#### QUOTED TEXT
━━━━━━━━

Cleveland Branch v. City of Parma OH, 99-3546

Citation263 F.3d 513
Decision Date23 January 2001
Docket NumberNo. 99-3546,99-3546
Parties(6th Cir. 2001) Cleveland Branch, National Association for the Advancement of Colored People, and National Association for the Advancement of Colored People, Plaintiffs-Appellants, v. City of Parma, Ohio, Defendant-Appellee. Argued:
CourtUnited States Courts of Appeals. United States Court of Appeals (6th Circuit)

Appeal from the United States District Court for the Northern District of Ohio at Cleveland, No. 90-01404, Kathleen McDonald O'Malley, District Judge. [Copyrighted Material Omitted]

[Copyrighted Material Omitted] David L. Rose, ROSE & ROSE, Washington, D.C., for Appellants.

Joseph D. King, Joseph J. Morford, ARTER & HADDEN, Cleveland, Ohio, for Appellee.

Before: BOGGS and MOORE, Circuit Judges; COHN, Senior District Judge. *

OPINION

MOORE, Circuit Judge.

On August 6, 1990, Plaintiffs-Appellants, the Cleveland Branch of the National Association for the Advancement of Colored People ("NAACP") and the NAACP (collectively referred to as "the NAACP"), filed this action against the City of Parma, Ohio ("Parma"), alleging that Parma discriminates on the basis of race in its recruitment, selection, and hiring of municipal employees. On March 30, 1998, nearly eight years later and after the lawsuit had been transferred twice within the United States District Court for the Northern District of Ohio,1 the district court granted summary judgment in favor of Parma, holding both that the NAACP lacked standing to assert its claims and that its claims were moot. The NAACP now appeals the district court's decision. For the reasons that follow, we REVERSE the judgment of the district court and REMAND for further proceedings consistent with this opinion.

━━━━━━━━

#### ACTIONS TO TAKE
A - In the court opinion, on what date did the NAACP file its action against the City of Parma?
B - Transcribe the court opinion from "Appeal from the" to "MOORE, Circuit Judge.".
C - Using the court opinion, explain why the district court granted summary judgment in favor of Parma.

#### RECORDED INFORMATION
━━━━━━━━

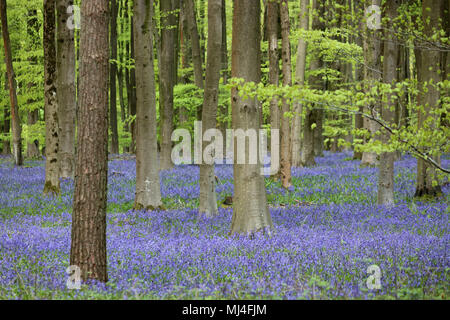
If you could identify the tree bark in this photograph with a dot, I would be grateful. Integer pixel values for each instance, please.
(15, 117)
(112, 80)
(285, 168)
(166, 78)
(251, 212)
(274, 75)
(208, 198)
(372, 74)
(299, 80)
(33, 113)
(428, 64)
(148, 193)
(195, 39)
(390, 54)
(66, 93)
(51, 104)
(88, 245)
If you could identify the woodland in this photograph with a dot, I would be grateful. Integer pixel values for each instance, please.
(338, 189)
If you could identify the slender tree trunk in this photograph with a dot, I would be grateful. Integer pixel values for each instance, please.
(299, 80)
(66, 93)
(88, 245)
(208, 198)
(224, 47)
(132, 99)
(112, 80)
(15, 117)
(166, 78)
(6, 127)
(195, 39)
(312, 125)
(33, 146)
(285, 162)
(386, 165)
(428, 64)
(51, 104)
(33, 113)
(148, 193)
(274, 75)
(372, 74)
(251, 212)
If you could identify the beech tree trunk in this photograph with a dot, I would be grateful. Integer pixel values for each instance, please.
(299, 80)
(274, 75)
(148, 193)
(66, 93)
(208, 198)
(112, 80)
(33, 114)
(166, 78)
(88, 245)
(51, 104)
(251, 212)
(195, 39)
(428, 64)
(15, 117)
(386, 165)
(285, 168)
(372, 74)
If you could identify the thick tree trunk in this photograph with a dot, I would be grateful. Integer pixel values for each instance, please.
(285, 168)
(251, 212)
(51, 104)
(299, 80)
(88, 245)
(372, 74)
(66, 93)
(112, 80)
(428, 64)
(15, 117)
(274, 75)
(386, 165)
(208, 198)
(148, 193)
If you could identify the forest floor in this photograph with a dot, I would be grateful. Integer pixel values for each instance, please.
(328, 231)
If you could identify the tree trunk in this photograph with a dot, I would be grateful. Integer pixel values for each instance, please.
(285, 162)
(33, 113)
(166, 78)
(195, 39)
(33, 146)
(274, 75)
(428, 64)
(208, 199)
(51, 104)
(88, 245)
(15, 117)
(66, 93)
(132, 97)
(112, 80)
(148, 193)
(251, 212)
(372, 75)
(299, 80)
(386, 165)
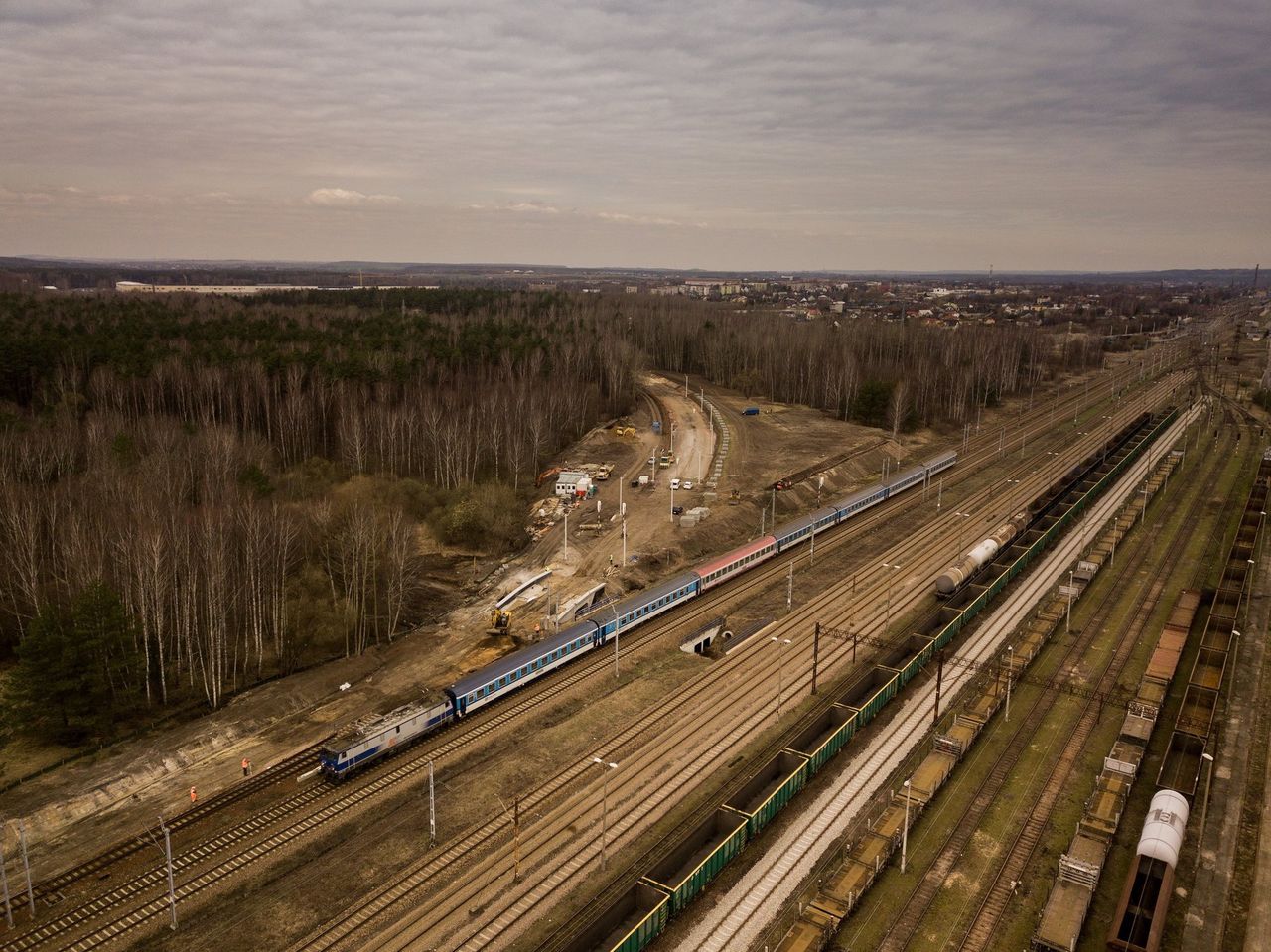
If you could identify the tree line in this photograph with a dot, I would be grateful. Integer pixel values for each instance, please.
(200, 492)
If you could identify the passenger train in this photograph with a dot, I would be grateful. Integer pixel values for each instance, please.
(366, 742)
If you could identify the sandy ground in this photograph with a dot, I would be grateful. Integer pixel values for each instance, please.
(77, 810)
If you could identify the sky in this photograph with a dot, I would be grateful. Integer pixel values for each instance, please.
(747, 135)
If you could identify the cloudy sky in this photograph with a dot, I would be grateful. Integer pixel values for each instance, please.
(900, 135)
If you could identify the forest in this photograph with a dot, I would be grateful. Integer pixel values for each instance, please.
(201, 492)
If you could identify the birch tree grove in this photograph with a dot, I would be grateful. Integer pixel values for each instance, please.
(238, 487)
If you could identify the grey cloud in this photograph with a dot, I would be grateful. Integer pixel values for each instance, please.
(731, 114)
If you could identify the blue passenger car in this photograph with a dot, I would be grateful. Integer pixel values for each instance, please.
(509, 672)
(861, 501)
(644, 606)
(804, 526)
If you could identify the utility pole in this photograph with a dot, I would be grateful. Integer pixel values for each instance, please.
(516, 839)
(904, 838)
(4, 883)
(172, 888)
(26, 867)
(939, 680)
(816, 652)
(604, 805)
(432, 811)
(1011, 671)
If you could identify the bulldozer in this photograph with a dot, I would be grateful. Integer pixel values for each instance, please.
(499, 621)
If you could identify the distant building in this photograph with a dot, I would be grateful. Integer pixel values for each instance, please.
(572, 484)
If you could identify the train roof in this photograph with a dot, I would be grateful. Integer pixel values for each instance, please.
(652, 594)
(795, 525)
(520, 657)
(857, 495)
(366, 728)
(730, 557)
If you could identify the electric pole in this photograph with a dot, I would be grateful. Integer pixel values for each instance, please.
(816, 652)
(172, 888)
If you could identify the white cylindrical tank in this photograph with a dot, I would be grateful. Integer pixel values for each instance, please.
(952, 577)
(1163, 829)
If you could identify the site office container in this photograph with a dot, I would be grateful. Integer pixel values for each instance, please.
(699, 857)
(771, 789)
(631, 924)
(870, 692)
(825, 736)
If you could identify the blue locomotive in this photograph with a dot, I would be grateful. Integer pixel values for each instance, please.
(366, 742)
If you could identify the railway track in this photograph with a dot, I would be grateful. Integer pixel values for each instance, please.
(778, 875)
(199, 861)
(495, 829)
(983, 925)
(51, 891)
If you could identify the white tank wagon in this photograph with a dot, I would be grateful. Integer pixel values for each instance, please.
(1163, 829)
(956, 575)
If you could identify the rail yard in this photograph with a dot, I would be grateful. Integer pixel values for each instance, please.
(1094, 561)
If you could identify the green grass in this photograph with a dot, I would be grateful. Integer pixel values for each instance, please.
(960, 896)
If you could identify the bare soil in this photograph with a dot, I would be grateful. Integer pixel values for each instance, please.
(82, 807)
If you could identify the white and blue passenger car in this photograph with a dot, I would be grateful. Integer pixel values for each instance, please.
(363, 743)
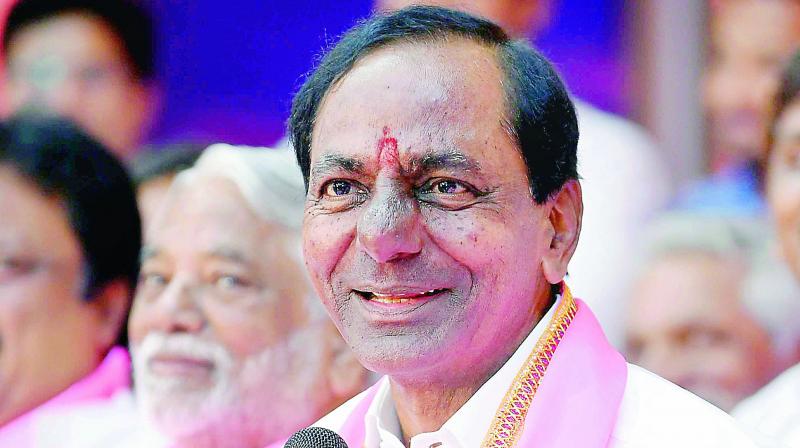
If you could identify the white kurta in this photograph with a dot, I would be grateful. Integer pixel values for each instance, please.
(625, 181)
(774, 411)
(653, 413)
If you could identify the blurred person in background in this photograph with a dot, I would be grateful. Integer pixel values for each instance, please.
(89, 60)
(750, 42)
(616, 159)
(712, 310)
(775, 410)
(69, 258)
(231, 347)
(153, 171)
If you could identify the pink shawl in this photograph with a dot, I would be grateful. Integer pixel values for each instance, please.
(576, 404)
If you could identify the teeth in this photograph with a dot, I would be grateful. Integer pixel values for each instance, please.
(385, 298)
(390, 300)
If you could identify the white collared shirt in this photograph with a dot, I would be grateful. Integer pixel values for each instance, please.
(467, 427)
(654, 413)
(774, 411)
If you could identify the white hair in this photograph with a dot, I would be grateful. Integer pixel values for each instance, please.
(768, 291)
(271, 184)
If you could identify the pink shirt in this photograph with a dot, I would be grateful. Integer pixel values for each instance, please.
(110, 377)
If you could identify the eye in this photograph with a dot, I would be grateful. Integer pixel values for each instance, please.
(338, 188)
(230, 281)
(153, 280)
(11, 266)
(449, 186)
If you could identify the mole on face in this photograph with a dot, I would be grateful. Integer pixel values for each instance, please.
(388, 155)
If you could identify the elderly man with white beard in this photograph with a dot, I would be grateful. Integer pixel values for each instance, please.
(230, 347)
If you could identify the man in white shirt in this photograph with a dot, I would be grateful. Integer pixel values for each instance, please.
(616, 159)
(442, 210)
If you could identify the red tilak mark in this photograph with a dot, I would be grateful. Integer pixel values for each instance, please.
(387, 149)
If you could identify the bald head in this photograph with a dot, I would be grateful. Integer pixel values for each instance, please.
(520, 18)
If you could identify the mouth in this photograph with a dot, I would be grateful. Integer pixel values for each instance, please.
(180, 366)
(399, 298)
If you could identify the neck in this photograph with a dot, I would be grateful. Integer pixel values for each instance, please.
(424, 403)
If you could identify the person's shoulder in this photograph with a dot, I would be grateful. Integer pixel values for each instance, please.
(596, 125)
(656, 413)
(775, 409)
(115, 422)
(336, 418)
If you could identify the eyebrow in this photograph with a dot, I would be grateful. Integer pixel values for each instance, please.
(228, 254)
(790, 137)
(147, 253)
(444, 160)
(335, 162)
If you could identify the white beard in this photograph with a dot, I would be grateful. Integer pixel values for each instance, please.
(254, 400)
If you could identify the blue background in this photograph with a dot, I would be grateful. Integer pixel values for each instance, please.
(228, 69)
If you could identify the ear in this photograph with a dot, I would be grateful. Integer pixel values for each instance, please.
(111, 305)
(346, 375)
(565, 218)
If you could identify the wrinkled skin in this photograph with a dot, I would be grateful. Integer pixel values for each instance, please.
(419, 198)
(222, 339)
(687, 323)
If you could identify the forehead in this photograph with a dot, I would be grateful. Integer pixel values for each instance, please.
(31, 220)
(202, 213)
(72, 36)
(757, 26)
(443, 89)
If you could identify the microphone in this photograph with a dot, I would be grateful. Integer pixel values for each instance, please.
(315, 438)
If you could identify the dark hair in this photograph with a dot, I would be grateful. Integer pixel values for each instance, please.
(94, 187)
(131, 22)
(785, 95)
(541, 115)
(154, 162)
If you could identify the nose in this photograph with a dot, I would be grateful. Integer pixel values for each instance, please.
(663, 359)
(389, 229)
(177, 310)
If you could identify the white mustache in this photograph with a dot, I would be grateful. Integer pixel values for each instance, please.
(180, 345)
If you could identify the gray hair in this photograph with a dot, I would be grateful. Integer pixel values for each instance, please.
(270, 182)
(769, 292)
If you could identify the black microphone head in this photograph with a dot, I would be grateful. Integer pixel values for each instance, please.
(315, 438)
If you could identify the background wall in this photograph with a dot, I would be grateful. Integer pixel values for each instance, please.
(229, 68)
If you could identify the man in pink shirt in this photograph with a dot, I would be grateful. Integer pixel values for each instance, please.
(69, 245)
(443, 207)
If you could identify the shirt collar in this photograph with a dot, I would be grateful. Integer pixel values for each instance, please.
(469, 425)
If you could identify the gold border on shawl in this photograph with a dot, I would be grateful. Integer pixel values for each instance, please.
(509, 420)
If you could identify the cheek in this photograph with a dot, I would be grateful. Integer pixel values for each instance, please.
(326, 238)
(138, 323)
(485, 240)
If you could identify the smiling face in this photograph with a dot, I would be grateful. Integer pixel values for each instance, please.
(420, 232)
(220, 322)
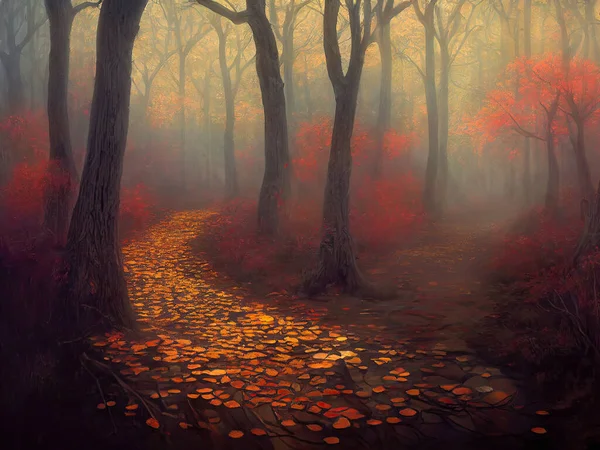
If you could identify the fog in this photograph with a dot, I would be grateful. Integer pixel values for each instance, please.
(412, 179)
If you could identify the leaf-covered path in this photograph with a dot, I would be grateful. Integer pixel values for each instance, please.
(281, 374)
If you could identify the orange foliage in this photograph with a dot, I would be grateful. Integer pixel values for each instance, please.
(383, 212)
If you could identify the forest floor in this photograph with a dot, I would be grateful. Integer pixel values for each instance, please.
(220, 366)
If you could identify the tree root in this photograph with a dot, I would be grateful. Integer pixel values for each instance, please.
(152, 409)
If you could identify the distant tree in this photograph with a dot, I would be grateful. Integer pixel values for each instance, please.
(96, 282)
(337, 259)
(427, 17)
(231, 76)
(276, 181)
(385, 12)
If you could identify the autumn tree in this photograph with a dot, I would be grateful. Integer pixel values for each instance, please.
(96, 282)
(17, 15)
(337, 259)
(62, 166)
(385, 12)
(285, 33)
(449, 27)
(187, 33)
(426, 17)
(276, 181)
(231, 76)
(152, 63)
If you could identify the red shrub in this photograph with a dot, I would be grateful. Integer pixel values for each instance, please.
(525, 253)
(382, 212)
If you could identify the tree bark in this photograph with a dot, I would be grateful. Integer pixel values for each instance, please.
(275, 187)
(59, 195)
(337, 259)
(431, 172)
(97, 289)
(385, 94)
(444, 123)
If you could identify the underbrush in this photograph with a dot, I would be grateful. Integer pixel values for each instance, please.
(551, 317)
(384, 212)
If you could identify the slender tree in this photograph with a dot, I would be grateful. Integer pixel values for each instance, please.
(231, 76)
(276, 181)
(426, 17)
(337, 259)
(96, 282)
(385, 12)
(59, 196)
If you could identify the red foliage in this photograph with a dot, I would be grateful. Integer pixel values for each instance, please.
(525, 254)
(383, 212)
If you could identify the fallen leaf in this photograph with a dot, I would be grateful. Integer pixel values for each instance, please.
(236, 434)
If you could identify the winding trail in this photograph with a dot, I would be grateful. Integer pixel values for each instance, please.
(275, 372)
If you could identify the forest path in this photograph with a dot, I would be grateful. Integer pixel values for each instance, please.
(275, 373)
(441, 275)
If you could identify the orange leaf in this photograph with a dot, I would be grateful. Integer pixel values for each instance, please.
(153, 423)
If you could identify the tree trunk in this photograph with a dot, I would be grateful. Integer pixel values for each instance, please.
(207, 128)
(527, 148)
(583, 168)
(231, 182)
(288, 74)
(431, 172)
(97, 288)
(590, 7)
(182, 58)
(276, 181)
(553, 174)
(385, 95)
(307, 96)
(14, 81)
(444, 125)
(337, 260)
(60, 192)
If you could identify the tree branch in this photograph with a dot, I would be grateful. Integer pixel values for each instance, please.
(236, 17)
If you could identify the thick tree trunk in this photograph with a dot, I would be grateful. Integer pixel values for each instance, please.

━━━━━━━━

#### THE RESPONSES
A - August 6, 1990.

B -
Appeal from the United States District Court for the Northern District of Ohio at Cleveland, No. 90-01404, Kathleen McDonald O'Malley, District Judge. [Copyrighted Material Omitted]

[Copyrighted Material Omitted] David L. Rose, ROSE & ROSE, Washington, D.C., for Appellants.

Joseph D. King, Joseph J. Morford, ARTER & HADDEN, Cleveland, Ohio, for Appellee.

Before: BOGGS and MOORE, Circuit Judges; COHN, Senior District Judge. *

OPINION

MOORE, Circuit Judge.

C - The district court held that the NAACP lacked standing to assert its claims. It also held that those claims were moot.